Task 1: In the Irish famine grave text, how many people's remains does the site hold?
Task 2: Reproduce the part of the Irish famine grave text starting with "The site is" and going on through "of its significance.".
Task 3: Extend the Irish famine grave text past its final sentence.

Exercise text:
Thomas Mulcair, leader of the federal New Democratic Party and also of Irish descent, said he believes the Prime Minister of Canada Justin Trudeau should step in to stop the sale of the land.
He said, “We were all pleased to see Mr. Trudeau in the St. Patrick’s Day parade this year… That heightens our disappointment that Mr. Trudeau’s government would allow this to go through.”
The site is home to the remains of 6,000 people who died in the Canadian city after fleeing hunger and poverty in Ireland. The mass grave is in an industrial zone at the foot of the Victoria Bridge in Montreal and there is little obvious sign of its significance.
Read more: Montreal’s Irish fight for memorial to the 6,000 famine immigrants who died of typhus
Many Irish lost their lives here during the typhus epidemic of 1847, the year known as Black ‘47 in Irish history, the worst year of the Great Irish Famine.
Due to the lack of information on the symptoms of typhus, many sick people were considered healthy and allowed to continue on their journey from the Canadian quarantine station at Grosse Ile to the next stop of Point St. Charles in Montreal.

Source material:
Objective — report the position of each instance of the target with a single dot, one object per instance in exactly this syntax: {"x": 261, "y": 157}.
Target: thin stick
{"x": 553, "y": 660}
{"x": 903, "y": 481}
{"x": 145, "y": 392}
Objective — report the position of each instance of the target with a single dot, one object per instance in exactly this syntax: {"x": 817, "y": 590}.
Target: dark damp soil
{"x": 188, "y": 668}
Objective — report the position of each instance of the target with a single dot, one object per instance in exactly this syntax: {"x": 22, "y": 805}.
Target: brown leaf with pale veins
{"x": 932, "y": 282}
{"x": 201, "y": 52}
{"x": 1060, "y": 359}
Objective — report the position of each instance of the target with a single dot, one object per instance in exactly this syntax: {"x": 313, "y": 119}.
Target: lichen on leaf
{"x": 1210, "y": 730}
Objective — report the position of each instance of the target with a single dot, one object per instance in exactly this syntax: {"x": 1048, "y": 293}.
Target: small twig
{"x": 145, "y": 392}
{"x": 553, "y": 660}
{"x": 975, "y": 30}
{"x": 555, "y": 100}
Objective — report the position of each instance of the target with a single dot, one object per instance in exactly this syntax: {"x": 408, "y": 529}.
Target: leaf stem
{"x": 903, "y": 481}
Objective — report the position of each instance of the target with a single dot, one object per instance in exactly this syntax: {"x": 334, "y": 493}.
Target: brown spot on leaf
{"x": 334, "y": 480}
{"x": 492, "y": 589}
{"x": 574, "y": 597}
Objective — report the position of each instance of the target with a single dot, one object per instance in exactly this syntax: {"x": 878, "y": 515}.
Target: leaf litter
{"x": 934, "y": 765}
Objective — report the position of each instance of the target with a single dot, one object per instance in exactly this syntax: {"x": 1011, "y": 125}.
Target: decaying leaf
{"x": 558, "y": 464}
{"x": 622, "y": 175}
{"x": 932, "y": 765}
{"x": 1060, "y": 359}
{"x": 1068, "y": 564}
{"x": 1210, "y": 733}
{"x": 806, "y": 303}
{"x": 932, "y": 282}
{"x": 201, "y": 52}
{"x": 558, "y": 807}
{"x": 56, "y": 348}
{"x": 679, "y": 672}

==

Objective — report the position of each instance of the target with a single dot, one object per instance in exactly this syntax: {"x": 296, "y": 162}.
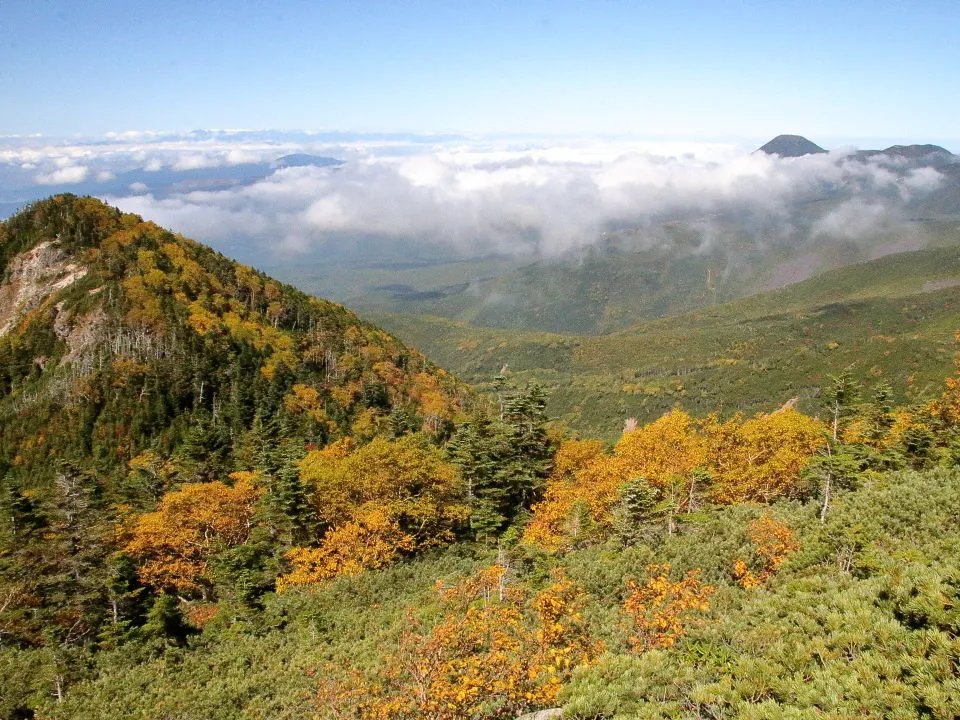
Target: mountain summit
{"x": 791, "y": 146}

==

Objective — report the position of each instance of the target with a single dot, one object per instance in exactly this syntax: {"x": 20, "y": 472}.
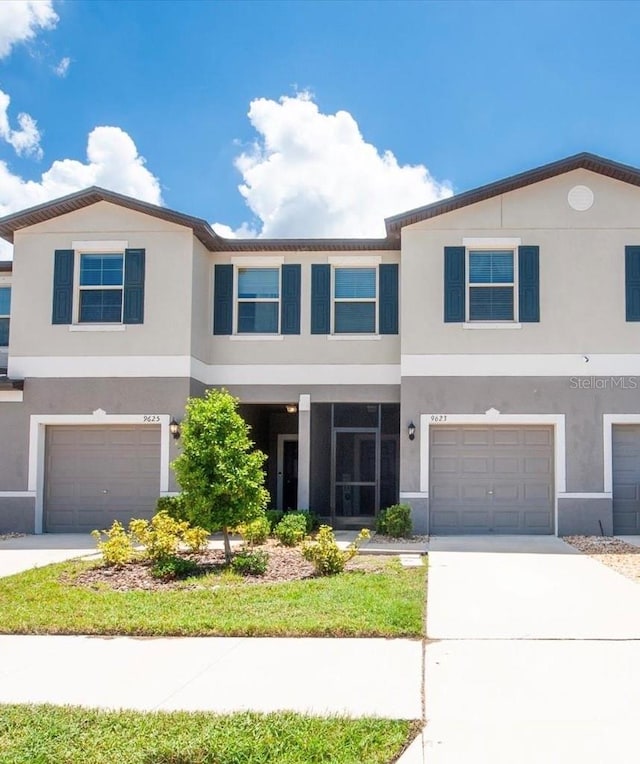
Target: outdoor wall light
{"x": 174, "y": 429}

Answer section 1: The remains of 6,000 people.

Answer section 2:
The site is home to the remains of 6,000 people who died in the Canadian city after fleeing hunger and poverty in Ireland. The mass grave is in an industrial zone at the foot of the Victoria Bridge in Montreal and there is little obvious sign of its significance.

Answer section 3:
The city was not prepared for the throngs of sick and dying Irish, however, in what was to be one of the hottest summers on record in Montreal. By the end of this “Calcutta summer,” 6,000 people had lost their lives, including many Canadians who had ventured into the Irish neighborhoods in an attempt to save the famine refugees.
Despite being the largest single burial site from the Great Hunger outside of Ireland, the grave is currently only marked with a 10-foot tall, engraved stone stained black by car fumes and nicknamed the Black Rock. As such, the Irish in the area established the Montreal Irish Memorial Park Foundation in 2012 with the aim of turning a nearby parking lot into an official memorial to the thousands of Irish buried here and the Canadians who helped them.
The foundation has spent the past five years in discussions with politicians and thought they were near a breakthrough on the site, but the announcement of the sale of the land two weeks ago came as a massive blow.
“After all, we have met with every level of government, from the local borough mayor right up until the local MP, Marc Miller, so repeatedly that these guys know our shirt size. And they promised that they would keep us in the loop,” Victor Boyle, national president of the Ancient Order of Hibernians and a director of the Montreal Irish Monument Park Foundation, told the Montreal Gazette, last week.
“There’s 6,000 people buried around where the stone sits right now, and look what we have for a memorial.”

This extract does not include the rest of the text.